**Stored items:**
----

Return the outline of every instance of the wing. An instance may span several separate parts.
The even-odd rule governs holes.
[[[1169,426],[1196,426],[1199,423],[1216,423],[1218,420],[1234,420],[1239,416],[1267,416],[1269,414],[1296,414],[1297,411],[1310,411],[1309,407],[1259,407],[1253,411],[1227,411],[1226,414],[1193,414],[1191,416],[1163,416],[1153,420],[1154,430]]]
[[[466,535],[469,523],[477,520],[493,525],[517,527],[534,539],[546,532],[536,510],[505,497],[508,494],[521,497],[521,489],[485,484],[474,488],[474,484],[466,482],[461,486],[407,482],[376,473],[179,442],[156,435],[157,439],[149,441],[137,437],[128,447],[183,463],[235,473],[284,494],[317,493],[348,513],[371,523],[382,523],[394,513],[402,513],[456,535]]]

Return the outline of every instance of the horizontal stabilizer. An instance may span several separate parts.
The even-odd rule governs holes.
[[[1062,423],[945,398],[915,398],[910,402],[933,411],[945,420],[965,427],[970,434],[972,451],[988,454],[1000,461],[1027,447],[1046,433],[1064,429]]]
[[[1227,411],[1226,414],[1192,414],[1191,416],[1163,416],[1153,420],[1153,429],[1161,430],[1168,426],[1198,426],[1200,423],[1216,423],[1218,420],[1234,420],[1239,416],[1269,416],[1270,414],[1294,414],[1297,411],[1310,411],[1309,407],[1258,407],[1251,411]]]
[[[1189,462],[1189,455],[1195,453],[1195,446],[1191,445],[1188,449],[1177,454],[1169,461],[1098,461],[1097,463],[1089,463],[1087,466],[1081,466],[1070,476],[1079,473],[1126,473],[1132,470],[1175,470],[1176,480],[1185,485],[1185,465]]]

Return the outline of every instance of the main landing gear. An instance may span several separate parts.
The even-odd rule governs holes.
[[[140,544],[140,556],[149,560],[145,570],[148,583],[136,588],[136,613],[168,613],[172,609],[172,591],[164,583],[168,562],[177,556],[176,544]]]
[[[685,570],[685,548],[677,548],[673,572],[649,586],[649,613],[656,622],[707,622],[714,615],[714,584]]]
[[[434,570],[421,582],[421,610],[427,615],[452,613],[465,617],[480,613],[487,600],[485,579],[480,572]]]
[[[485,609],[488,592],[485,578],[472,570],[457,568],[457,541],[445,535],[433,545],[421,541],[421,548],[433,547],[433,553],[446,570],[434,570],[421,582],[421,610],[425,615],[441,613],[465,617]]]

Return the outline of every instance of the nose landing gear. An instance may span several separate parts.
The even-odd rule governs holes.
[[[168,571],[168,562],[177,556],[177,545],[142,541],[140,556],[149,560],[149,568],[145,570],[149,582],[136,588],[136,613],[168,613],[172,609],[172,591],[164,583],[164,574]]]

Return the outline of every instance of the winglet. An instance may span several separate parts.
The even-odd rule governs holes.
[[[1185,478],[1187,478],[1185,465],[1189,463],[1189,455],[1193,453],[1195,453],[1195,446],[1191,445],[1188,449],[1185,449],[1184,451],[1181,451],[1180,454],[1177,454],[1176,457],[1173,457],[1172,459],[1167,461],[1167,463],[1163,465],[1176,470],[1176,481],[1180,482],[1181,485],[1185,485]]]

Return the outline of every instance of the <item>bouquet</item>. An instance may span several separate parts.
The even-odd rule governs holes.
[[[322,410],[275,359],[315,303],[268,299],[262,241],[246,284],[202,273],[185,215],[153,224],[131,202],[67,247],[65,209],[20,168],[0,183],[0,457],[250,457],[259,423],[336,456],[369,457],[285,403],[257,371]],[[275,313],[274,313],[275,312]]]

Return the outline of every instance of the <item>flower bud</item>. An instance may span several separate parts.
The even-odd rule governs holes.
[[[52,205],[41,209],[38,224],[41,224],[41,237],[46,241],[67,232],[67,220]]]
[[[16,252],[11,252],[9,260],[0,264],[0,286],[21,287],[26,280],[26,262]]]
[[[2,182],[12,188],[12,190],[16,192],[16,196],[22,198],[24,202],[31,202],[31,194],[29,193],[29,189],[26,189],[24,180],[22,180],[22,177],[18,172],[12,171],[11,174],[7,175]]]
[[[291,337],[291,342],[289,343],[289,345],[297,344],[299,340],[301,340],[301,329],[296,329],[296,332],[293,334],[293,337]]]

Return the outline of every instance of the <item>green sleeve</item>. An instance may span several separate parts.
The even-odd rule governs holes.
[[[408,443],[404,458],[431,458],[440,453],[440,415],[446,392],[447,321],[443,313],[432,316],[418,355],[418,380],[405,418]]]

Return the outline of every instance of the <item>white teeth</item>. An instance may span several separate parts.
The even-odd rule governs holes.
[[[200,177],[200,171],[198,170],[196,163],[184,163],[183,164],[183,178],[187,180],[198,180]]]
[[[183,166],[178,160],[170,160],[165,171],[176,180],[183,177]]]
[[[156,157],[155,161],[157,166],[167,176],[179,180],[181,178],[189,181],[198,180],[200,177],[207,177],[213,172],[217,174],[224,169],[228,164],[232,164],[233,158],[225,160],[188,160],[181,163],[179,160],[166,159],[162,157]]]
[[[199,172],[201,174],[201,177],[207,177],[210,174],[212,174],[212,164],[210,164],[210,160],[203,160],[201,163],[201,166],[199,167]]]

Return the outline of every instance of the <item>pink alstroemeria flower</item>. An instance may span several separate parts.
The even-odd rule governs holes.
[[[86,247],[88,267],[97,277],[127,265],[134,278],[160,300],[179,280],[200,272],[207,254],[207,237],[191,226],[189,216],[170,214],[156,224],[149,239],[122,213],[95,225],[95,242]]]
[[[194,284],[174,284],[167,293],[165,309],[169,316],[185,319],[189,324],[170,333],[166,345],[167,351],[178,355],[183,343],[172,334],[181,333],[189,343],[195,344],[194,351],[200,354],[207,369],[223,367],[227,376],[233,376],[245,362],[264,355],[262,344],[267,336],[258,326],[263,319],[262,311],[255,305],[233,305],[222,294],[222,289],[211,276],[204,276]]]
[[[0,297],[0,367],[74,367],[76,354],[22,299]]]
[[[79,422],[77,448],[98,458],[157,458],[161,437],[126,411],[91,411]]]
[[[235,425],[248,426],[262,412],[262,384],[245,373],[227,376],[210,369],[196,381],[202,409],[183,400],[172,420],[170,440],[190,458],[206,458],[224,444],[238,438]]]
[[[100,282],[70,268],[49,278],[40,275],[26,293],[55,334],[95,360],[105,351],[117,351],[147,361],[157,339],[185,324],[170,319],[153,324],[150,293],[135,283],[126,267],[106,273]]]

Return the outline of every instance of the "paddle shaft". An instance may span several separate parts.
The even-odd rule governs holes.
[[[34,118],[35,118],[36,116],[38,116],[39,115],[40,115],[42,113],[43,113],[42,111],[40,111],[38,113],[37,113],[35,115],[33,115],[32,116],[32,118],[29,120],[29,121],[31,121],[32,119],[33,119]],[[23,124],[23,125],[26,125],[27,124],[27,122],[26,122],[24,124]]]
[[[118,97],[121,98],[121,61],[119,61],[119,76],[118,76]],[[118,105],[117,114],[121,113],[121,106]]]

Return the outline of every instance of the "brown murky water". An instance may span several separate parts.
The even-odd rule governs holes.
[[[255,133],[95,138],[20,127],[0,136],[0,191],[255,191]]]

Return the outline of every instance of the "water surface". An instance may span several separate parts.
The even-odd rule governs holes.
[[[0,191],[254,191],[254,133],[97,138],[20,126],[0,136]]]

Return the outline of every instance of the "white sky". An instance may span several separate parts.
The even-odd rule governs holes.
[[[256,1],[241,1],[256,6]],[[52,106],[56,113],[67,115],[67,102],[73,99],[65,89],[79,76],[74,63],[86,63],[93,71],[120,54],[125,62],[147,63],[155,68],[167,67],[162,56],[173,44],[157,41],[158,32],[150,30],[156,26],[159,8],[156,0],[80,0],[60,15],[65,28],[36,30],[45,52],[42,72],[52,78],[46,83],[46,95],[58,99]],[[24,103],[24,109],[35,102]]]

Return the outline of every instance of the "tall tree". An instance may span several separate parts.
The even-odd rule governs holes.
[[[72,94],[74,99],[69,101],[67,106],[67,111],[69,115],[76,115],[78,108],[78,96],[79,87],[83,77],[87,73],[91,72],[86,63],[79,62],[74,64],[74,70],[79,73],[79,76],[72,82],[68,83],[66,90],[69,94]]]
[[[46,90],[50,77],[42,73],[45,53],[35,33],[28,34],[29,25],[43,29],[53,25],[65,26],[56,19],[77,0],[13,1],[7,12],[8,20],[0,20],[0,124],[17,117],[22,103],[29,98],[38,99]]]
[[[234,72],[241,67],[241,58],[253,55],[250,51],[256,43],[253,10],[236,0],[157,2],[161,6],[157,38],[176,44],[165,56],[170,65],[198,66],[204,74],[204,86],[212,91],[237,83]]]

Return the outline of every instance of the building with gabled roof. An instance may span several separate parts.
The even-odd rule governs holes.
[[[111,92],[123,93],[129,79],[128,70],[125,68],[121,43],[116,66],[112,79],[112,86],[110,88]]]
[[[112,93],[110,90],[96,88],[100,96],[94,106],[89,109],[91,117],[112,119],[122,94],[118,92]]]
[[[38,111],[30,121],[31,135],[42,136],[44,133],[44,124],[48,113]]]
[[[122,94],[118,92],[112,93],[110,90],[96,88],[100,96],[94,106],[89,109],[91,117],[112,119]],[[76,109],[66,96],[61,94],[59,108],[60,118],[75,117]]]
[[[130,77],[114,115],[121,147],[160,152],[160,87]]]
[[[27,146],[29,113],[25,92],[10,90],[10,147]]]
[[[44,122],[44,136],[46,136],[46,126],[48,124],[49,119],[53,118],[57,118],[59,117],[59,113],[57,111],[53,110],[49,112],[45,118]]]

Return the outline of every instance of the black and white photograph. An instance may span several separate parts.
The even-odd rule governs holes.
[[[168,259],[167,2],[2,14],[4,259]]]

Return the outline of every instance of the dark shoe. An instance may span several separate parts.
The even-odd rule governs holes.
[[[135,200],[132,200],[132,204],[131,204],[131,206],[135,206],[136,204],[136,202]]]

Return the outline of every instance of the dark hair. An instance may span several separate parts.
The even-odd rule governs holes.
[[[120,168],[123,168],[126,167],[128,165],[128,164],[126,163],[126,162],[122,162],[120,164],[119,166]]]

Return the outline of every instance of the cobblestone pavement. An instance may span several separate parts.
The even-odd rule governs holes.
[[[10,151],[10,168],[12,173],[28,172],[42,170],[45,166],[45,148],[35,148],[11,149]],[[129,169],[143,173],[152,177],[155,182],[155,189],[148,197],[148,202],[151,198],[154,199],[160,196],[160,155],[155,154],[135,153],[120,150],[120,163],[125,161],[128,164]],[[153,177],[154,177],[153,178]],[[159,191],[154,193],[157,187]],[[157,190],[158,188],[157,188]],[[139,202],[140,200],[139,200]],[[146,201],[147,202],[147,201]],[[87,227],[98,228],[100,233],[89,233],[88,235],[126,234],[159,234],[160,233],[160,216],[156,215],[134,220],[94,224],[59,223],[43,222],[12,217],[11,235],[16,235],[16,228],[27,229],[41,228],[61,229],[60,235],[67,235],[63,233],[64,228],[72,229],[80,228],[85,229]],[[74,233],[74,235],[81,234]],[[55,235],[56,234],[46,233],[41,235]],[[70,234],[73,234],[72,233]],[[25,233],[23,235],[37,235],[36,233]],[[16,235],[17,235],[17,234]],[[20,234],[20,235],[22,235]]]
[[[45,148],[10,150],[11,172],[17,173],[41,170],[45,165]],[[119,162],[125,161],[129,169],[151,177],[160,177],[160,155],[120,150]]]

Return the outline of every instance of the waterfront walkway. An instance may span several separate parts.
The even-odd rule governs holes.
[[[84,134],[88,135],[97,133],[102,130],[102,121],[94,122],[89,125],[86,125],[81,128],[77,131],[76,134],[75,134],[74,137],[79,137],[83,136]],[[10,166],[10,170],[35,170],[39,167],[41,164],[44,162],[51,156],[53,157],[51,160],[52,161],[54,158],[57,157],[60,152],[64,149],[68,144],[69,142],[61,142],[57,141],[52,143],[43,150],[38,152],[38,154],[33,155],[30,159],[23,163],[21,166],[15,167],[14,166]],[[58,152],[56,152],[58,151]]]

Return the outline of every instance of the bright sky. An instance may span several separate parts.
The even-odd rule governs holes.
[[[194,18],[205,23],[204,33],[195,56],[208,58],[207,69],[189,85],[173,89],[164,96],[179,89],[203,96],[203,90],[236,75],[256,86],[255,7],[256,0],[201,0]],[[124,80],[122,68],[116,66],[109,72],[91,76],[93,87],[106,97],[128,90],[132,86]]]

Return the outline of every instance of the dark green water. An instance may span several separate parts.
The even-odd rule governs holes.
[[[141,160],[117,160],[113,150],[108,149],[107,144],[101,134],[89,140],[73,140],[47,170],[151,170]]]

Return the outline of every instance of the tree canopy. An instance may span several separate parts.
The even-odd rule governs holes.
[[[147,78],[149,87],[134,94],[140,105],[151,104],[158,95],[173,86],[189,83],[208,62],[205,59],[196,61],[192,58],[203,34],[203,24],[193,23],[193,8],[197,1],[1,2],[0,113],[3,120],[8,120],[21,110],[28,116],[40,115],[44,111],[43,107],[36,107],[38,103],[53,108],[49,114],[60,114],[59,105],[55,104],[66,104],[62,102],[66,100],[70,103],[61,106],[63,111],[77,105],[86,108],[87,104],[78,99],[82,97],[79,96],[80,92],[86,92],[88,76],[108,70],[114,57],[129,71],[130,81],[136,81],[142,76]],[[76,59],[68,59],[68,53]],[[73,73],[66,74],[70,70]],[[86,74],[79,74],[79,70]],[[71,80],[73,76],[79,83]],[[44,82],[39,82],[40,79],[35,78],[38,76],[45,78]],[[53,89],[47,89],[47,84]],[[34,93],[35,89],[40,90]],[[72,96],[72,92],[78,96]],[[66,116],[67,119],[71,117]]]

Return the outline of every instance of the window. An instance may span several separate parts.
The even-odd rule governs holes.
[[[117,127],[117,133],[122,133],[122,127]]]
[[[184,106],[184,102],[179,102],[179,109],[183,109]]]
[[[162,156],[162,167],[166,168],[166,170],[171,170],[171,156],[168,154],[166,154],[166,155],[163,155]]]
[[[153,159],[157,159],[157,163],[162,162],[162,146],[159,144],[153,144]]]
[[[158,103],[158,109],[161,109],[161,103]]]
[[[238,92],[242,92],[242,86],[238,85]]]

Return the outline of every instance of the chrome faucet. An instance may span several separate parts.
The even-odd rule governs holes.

----

**DIRECTION:** Copy out every line of the data above that contains the string "flower".

**FINISHED ANSWER:**
Return the outline of every instance of the <item>flower bud</item>. An instance may span several separate parts.
Return the outline of every instance of the <item>pink alstroemeria flower</item>. An instance may span several separate parts.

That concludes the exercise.